§ WRITTEN INSTRUCTION: Find every line in the data below that contains the string "shadow" and copy each one in full. Match case exactly.

►

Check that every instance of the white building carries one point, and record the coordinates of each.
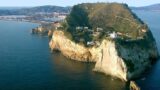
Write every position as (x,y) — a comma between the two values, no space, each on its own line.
(113,35)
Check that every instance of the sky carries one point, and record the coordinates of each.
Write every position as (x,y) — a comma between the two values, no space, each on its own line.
(21,3)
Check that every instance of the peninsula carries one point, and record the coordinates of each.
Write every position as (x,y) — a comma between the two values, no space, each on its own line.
(109,34)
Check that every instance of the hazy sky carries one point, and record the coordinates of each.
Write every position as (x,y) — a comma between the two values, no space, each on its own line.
(71,2)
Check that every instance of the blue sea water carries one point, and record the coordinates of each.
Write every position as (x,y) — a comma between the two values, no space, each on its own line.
(26,62)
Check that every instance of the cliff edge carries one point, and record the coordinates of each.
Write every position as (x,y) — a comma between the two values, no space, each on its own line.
(118,42)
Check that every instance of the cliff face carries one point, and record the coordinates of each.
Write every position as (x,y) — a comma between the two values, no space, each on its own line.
(111,58)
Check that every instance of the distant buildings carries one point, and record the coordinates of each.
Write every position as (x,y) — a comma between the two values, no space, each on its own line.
(113,35)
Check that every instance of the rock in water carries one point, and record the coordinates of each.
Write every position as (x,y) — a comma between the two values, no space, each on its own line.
(126,56)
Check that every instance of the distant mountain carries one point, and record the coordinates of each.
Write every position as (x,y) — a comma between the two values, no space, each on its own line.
(34,10)
(154,7)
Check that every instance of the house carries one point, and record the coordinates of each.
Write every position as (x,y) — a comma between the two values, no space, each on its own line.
(113,35)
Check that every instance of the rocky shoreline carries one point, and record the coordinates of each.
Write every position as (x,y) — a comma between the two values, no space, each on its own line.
(107,57)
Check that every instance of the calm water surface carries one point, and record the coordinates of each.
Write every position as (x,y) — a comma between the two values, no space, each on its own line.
(26,63)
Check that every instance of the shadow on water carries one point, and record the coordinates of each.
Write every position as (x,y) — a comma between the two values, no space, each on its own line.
(79,75)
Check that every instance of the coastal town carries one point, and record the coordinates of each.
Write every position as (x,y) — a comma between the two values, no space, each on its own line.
(38,17)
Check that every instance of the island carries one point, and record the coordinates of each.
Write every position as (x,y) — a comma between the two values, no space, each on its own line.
(108,34)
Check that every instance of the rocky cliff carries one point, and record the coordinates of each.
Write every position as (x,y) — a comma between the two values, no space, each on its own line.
(111,58)
(124,54)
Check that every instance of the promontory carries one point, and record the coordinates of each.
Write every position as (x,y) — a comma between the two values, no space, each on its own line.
(109,34)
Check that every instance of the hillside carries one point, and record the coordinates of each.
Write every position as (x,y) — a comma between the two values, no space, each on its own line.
(93,22)
(34,10)
(121,44)
(155,7)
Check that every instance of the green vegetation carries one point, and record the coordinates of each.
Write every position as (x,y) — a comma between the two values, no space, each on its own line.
(95,21)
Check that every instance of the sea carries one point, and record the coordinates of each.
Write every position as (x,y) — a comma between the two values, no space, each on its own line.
(27,63)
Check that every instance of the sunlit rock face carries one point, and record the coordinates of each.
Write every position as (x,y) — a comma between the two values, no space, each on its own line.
(126,56)
(111,58)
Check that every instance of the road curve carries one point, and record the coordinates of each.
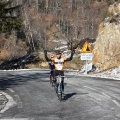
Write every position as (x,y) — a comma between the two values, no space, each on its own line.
(85,98)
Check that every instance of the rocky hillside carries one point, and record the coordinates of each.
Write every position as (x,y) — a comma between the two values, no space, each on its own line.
(107,46)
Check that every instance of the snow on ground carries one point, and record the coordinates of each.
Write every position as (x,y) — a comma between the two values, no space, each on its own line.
(108,74)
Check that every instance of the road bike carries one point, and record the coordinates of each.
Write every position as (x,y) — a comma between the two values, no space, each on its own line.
(51,80)
(58,86)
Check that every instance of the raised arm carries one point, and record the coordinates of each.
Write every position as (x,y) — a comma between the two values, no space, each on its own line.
(71,57)
(46,57)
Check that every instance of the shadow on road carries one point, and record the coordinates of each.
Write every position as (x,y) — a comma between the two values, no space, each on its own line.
(7,80)
(69,95)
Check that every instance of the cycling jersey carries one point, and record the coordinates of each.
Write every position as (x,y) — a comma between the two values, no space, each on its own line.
(59,63)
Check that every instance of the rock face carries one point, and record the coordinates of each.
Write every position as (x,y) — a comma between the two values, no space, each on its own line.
(107,47)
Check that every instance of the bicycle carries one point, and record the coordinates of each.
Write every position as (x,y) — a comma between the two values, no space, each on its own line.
(51,80)
(58,87)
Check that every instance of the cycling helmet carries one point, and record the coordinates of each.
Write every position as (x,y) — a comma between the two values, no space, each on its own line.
(51,56)
(58,53)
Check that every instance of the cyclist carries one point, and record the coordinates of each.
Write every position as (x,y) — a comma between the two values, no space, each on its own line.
(51,67)
(59,63)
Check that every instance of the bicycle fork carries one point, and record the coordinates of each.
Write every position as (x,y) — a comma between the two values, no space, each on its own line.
(59,88)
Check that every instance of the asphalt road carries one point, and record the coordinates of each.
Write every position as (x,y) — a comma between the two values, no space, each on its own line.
(85,98)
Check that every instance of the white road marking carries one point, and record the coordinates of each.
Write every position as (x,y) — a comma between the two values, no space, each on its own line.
(90,88)
(9,104)
(106,95)
(17,99)
(11,90)
(18,119)
(116,103)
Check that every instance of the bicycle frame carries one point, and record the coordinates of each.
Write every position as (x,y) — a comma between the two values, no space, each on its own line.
(59,86)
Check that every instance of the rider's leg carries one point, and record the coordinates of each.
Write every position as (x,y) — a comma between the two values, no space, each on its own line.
(62,74)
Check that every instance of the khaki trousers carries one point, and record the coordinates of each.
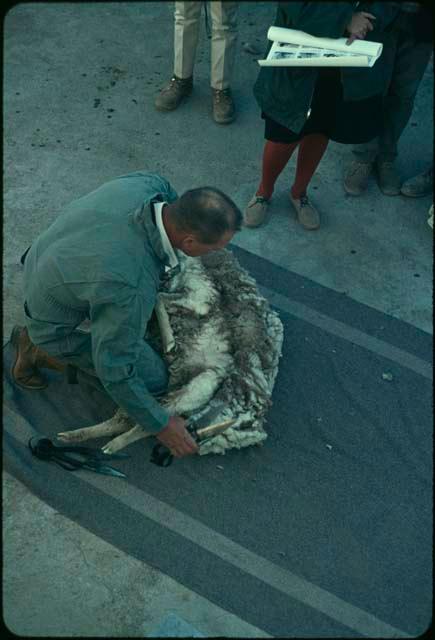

◄

§ FINAL ANSWER:
Check that every instance of the shadow on water carries one point, and record the coordinates of each.
Check that every instance of the shadow on road carries one point, and record the coordinates of each.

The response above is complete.